┌────────

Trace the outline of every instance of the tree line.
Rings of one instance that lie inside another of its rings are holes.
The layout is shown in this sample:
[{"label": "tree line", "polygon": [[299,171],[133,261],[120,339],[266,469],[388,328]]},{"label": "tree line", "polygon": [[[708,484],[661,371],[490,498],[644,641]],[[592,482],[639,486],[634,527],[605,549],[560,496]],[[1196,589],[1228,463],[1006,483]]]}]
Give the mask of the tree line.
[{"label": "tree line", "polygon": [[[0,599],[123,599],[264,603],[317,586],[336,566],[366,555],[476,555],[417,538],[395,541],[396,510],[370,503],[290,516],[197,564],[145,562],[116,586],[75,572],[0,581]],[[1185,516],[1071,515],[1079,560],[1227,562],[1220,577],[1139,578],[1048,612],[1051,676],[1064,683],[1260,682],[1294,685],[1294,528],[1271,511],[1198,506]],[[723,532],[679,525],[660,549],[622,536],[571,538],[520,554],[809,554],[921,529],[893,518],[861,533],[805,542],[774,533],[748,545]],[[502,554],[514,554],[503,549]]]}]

└────────

WHAT YOU NEED TO DO:
Reproduce every line of the data above, character for character, with nothing added or left out.

FINAL RESULT:
Trace the outline of every instance of the tree line.
Rings of one instance that lie inside another of its rings are holes.
The layout is shown in this sample:
[{"label": "tree line", "polygon": [[299,171],[133,261],[120,339],[266,469],[388,328]]},{"label": "tree line", "polygon": [[[708,484],[661,371],[490,498],[644,641]],[[592,482],[639,486],[634,527],[605,549],[560,496]],[[1196,589],[1228,463],[1006,483]]]}]
Give the mask of the tree line.
[{"label": "tree line", "polygon": [[[0,599],[123,599],[264,603],[317,586],[336,566],[366,555],[476,555],[417,538],[395,541],[396,510],[370,503],[290,516],[197,564],[145,562],[116,586],[75,572],[0,581]],[[1185,516],[1071,515],[1079,560],[1227,562],[1220,577],[1139,578],[1048,612],[1051,676],[1064,683],[1260,682],[1294,685],[1294,528],[1271,511],[1198,506]],[[723,532],[679,525],[660,549],[622,536],[571,538],[520,554],[809,554],[921,529],[893,518],[861,533],[805,542],[774,533],[748,545]],[[502,554],[514,554],[503,549]]]}]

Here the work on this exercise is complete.